--- start ---
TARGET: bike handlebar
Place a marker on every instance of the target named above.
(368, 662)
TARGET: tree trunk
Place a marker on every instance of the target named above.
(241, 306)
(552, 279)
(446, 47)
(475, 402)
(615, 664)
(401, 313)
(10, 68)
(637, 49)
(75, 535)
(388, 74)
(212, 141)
--- end ---
> [Set task]: Can you copy every item above word for word, including each coordinate pair?

> [The response]:
TARGET: bike handlebar
Place a marker on every instance of the target named above.
(368, 662)
TARGET: tree trunk
Place a marker on every instance of the target named above.
(241, 306)
(552, 279)
(446, 47)
(475, 402)
(615, 664)
(401, 313)
(10, 68)
(637, 49)
(75, 535)
(388, 74)
(212, 141)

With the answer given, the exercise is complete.